> [Your objective]
Quote the biography of Colin Woods from "Sir Colin Philip" to "1979 to 1982.", word for word.

Sir Colin Philip Joseph Woods  (20 April 1920 – 27 January 2001) was an English police officer in the London Metropolitan Police who was also the first Commissioner of the Australian Federal Police, from 1979 to 1982.

Born in London, Woods was the son of a Metropolitan Police Sub-Divisional Inspector and was educated at Finchley Grammar School. He served in the King's Royal Rifle Corps and the Royal Ulster Rifles (into which he was commissioned in February 1944) throughout the Second World War, from 1939 to 1946, and then joined the Metropolitan Police as a Constable, rising through the ranks to Deputy Commander.

In 1966, he was promoted Commander (Traffic) and in 1968 Deputy Assistant Commissioner (Management Services). The following year he was appointed Commandant of Bramshill Police College, and in 1970 returned to the Met as Assistant Commissioner "B" (Traffic). On 31 March 1972 he was moved to be Assistant Commissioner "C" (Crime). This caused a certain amount of controversy, since he had never previously served in the Criminal Investigation Department (CID), which he was now taking over. Robert Mark, the new Commissioner, had already stated that he believed uniformed and CID officers should be interchangeable in senior posts, and Woods's appointment was the first example of this policy. He was appointed Commander of the Order of the British Empire (CBE) in the 1973 Birthday Honours. In 1975, Mark appointed Woods Deputy Commissioner. He was appointed Knight Commander of the Royal Victorian Order (KCVO) in the 1977 Birthday Honours.

> [Provided data]
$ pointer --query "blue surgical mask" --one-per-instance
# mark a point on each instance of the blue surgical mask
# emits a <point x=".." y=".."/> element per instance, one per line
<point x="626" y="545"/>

> [Answer to the task]
Sir Colin Philip Joseph Woods  (20 April 1920 – 27 January 2001) was an English police officer in the London Metropolitan Police who was also the first Commissioner of the Australian Federal Police, from 1979 to 1982.